_Selected text_.
---

Page 1 of 1

Error in parallelization with differents # of processors

Posted: Fri Oct 03, 2014 6:09 pm
by jmonsa13
Hello,
I'm trying to simulate the operating condition of a gas oven. The simulation process went well until I tried to use several processors for parallelization. When I use 12 processors, the simulation stops at 1176 iterations with the following error message:

SIGTERM signal (termination) received.
--> computation interrupted by environment.
Call stack:
1: 0x7f543f2f01e0 <opal_progress+0x50> (libmpi.so.1)
2: 0x7f543f23df75 <ompi_request_default_wait_all+0x145> (libmpi.so.1)
3: 0x7f543abf965e <ompi_coll_tuned_sendrecv_actual+0x10e> (mca_coll_tuned.so)
4: 0x7f543ac019aa <ompi_coll_tuned_barrier_intra_bruck+0x9a> (mca_coll_tuned.so)

---

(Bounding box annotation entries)
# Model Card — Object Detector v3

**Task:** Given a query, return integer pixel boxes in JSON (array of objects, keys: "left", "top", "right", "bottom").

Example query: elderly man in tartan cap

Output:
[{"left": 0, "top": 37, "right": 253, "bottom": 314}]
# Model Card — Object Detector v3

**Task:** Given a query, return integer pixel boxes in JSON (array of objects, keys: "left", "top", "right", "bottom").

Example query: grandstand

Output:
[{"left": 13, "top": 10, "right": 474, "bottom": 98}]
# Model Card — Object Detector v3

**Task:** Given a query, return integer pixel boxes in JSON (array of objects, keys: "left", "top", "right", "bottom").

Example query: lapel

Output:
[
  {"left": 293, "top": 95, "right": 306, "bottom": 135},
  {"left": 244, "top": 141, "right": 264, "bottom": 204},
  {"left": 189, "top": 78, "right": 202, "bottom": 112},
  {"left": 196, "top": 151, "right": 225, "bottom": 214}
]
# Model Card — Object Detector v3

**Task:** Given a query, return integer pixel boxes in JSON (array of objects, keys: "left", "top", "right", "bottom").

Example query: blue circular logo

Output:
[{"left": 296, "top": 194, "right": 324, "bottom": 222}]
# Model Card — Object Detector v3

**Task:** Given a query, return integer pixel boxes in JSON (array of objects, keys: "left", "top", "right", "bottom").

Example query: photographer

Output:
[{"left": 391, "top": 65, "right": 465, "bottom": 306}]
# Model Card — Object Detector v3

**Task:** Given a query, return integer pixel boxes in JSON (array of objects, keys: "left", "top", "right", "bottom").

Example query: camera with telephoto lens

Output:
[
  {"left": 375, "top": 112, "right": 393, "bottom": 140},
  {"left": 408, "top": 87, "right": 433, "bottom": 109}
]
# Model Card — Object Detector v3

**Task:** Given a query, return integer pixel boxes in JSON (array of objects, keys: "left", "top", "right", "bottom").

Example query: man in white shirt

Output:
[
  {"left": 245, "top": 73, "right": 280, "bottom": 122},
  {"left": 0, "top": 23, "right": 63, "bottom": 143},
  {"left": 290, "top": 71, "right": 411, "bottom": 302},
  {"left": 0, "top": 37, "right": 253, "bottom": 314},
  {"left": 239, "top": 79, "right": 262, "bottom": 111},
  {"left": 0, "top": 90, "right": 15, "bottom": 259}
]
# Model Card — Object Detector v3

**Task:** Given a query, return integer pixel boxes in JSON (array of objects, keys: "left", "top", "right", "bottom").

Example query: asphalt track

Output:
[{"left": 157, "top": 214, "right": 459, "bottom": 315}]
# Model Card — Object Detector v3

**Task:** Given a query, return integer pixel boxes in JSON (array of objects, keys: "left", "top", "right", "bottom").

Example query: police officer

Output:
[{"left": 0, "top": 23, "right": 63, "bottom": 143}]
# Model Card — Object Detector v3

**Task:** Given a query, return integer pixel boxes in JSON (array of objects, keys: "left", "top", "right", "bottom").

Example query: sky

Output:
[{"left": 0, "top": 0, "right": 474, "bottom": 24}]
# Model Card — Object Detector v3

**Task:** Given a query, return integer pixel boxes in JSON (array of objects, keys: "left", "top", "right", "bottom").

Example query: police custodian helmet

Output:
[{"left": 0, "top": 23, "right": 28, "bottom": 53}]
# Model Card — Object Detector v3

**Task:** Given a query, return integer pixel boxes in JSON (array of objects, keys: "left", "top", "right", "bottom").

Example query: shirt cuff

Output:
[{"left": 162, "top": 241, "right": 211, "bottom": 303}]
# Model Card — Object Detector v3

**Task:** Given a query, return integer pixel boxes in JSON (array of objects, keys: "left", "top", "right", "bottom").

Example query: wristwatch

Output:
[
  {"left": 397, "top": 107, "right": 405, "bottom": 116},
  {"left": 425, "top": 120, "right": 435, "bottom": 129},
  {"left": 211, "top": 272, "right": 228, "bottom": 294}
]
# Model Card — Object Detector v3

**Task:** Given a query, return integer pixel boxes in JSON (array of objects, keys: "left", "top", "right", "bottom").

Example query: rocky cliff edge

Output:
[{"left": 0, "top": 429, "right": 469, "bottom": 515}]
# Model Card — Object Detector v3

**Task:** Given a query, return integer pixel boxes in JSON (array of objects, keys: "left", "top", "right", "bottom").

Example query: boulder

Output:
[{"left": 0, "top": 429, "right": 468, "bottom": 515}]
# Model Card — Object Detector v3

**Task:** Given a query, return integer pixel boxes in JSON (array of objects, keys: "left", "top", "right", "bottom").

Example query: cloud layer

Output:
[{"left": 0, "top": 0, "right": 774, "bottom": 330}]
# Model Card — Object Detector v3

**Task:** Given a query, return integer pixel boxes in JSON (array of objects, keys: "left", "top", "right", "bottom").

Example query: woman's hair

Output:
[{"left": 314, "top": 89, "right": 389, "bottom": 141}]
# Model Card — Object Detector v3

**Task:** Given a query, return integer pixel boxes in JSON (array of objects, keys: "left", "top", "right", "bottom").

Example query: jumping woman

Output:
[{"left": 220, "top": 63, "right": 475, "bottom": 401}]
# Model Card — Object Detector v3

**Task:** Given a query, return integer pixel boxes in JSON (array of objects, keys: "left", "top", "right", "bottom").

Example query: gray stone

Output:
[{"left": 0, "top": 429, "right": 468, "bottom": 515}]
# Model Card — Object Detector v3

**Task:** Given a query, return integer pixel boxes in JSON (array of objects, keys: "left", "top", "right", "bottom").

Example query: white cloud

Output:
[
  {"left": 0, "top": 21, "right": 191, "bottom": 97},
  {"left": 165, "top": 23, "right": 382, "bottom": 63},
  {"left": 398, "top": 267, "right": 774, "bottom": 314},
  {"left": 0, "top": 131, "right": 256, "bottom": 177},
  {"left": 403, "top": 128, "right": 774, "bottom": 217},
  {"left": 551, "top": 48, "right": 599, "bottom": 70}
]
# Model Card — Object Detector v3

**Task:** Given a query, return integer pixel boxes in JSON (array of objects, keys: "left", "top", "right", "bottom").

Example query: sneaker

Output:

---

_Tasks to complete_.
A) Render this sentence from the forum post on the parallelization error into French: "The simulation process went well until I tried to use several processors for parallelization."
B) Quote the forum post on the parallelization error from "Error in parallelization" to "0x7f543f2f01e0 <opal_progress+0x50> (libmpi.so.1)".
C) Extend the forum post on the parallelization error beyond its final line.
The material bears no relation to the forum post.

_Expected answers_.
A) Le processus de simulation s'est bien déroulé jusqu'à ce que j'essaie d'utiliser plusieurs processeurs pour la parallélisation.

B)
Error in parallelization with differents # of processors

Posted: Fri Oct 03, 2014 6:09 pm
by jmonsa13
Hello,
I'm trying to simulate the operating condition of a gas oven. The simulation process went well until I tried to use several processors for parallelization. When I use 12 processors, the simulation stops at 1176 iterations with the following error message:

SIGTERM signal (termination) received.
--> computation interrupted by environment.
Call stack:
1: 0x7f543f2f01e0 <opal_progress+0x50> (libmpi.so.1)

C)
5: 0x7f543f24b1c2 <PMPI_Barrier+0x72> (libmpi.so.1)
6: 0x7f544024e63d <cs_halo_sync_var_strided+0x78d> (libsaturne.so.0)
7: 0x7f54403e9e52 <+0x25ee52> (libsaturne.so.0)
8: 0x7f54403ee3db <cgdvec_+0x3db> (libsaturne.so.0)
9: 0x7f54404327e9 <grdvec_+0x189> (libsaturne.so.0)
10: 0x7f5440515106 <vissst_+0x246> (libsaturne.so.0)
11: 0x7f54402f6840 <phyvar_+0x1060> (libsaturne.so.0)
12: 0x7f5440324d39 <tridim_+0xe91> (libsaturne.so.0)
13: 0x7f544020b6cd <caltri_+0x27e9> (libsaturne.so.0)
14: 0x7f54401e3725 <cs_run+0xa55> (libsaturne.so.0)
15: 0x7f54401e3885 <main+0x155> (libsaturne.so.0)
16: 0x3fa801ed1d <__libc_start_main+0xfd> (libc.so.6)
17: 0x400809 <> (cs_solver)
End of stack

But when I use 8 processors, the simulation stops at 1428 iterations with the same error message. Also my simulation reach the 2000 iterations if only is used one processor. Somebody knows why the reasons of this behavior when differents numbers of processors are used?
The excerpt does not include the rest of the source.